(SET EXERCISE):
Copy the listing below from the line containing "Target: lamp support bar" through its final line, swapping "cookie cup" for "cookie shell" and leaving everything else unchanged.

=== RECORDS ===

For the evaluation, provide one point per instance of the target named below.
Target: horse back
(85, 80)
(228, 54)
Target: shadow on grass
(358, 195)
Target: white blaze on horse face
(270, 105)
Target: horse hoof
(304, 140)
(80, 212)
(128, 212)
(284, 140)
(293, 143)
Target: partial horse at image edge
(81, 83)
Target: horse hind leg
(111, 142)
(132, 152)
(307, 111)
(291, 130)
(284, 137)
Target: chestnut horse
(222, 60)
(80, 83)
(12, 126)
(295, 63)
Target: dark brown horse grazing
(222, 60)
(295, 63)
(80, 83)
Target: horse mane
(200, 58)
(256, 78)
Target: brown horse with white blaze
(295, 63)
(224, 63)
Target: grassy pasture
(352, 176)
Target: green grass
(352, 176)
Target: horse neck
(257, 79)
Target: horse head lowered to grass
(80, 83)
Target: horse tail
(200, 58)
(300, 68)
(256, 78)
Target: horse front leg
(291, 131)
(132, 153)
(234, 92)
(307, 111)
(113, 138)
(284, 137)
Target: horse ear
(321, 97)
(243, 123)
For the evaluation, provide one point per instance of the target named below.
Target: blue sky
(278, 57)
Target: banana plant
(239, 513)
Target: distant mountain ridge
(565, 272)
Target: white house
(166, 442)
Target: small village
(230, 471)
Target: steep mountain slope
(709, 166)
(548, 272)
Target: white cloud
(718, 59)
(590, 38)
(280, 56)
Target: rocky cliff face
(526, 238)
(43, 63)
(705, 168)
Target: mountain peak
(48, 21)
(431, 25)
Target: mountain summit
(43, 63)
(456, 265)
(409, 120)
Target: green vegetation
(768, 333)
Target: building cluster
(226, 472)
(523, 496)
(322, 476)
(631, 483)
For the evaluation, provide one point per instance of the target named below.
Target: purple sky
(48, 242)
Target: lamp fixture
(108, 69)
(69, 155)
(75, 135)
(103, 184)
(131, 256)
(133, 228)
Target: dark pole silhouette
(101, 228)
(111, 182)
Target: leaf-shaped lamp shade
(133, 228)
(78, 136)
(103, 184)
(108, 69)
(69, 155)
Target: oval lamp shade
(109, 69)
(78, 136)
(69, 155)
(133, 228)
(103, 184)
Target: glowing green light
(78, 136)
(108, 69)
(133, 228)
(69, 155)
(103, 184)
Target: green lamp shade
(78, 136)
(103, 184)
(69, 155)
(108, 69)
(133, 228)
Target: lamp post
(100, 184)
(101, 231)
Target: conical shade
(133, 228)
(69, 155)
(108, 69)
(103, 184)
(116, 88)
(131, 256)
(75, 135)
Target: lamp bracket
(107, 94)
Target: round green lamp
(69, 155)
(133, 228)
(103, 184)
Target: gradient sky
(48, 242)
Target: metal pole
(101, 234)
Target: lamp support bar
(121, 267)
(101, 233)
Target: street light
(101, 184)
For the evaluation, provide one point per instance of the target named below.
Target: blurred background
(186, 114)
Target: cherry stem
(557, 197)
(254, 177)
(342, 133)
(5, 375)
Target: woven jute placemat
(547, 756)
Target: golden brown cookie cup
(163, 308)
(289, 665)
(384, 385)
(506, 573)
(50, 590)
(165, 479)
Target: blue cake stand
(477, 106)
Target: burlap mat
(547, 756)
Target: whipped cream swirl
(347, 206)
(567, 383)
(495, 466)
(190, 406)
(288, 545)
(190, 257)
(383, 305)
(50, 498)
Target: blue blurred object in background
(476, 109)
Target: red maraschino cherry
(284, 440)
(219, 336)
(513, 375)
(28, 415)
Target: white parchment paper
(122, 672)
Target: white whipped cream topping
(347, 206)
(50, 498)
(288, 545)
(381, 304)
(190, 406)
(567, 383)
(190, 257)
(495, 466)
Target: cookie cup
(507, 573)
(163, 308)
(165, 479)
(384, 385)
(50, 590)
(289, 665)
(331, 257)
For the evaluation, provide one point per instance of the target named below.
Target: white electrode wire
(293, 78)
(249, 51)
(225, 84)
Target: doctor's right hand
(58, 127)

===

(ANSWER BELOW):
Target: lamp support bar
(121, 267)
(101, 233)
Target: street light
(101, 184)
For the evaluation, provide one point per instance of the target named below.
Target: blurred background
(186, 114)
Target: cherry stem
(557, 197)
(254, 177)
(342, 133)
(5, 375)
Target: woven jute placemat
(547, 756)
Target: golden brown cookie shell
(163, 308)
(289, 665)
(384, 385)
(506, 573)
(50, 590)
(165, 479)
Target: blue cake stand
(477, 106)
Target: burlap mat
(547, 756)
Target: whipped cream swirl
(347, 206)
(567, 383)
(495, 466)
(190, 406)
(288, 545)
(190, 257)
(383, 305)
(50, 498)
Target: blue blurred object in background
(476, 109)
Target: red maraschino cherry
(284, 440)
(219, 336)
(513, 375)
(28, 415)
Target: white parchment paper
(122, 672)
Target: white whipped cream topping
(347, 206)
(50, 498)
(288, 545)
(381, 304)
(190, 406)
(567, 383)
(190, 257)
(495, 466)
Target: cookie shell
(507, 573)
(163, 308)
(165, 479)
(384, 385)
(50, 590)
(289, 665)
(331, 257)
For the evaluation, provide one point per instance of the target named below.
Target: white electrode wire
(293, 78)
(249, 51)
(225, 84)
Target: doctor's right hand
(58, 127)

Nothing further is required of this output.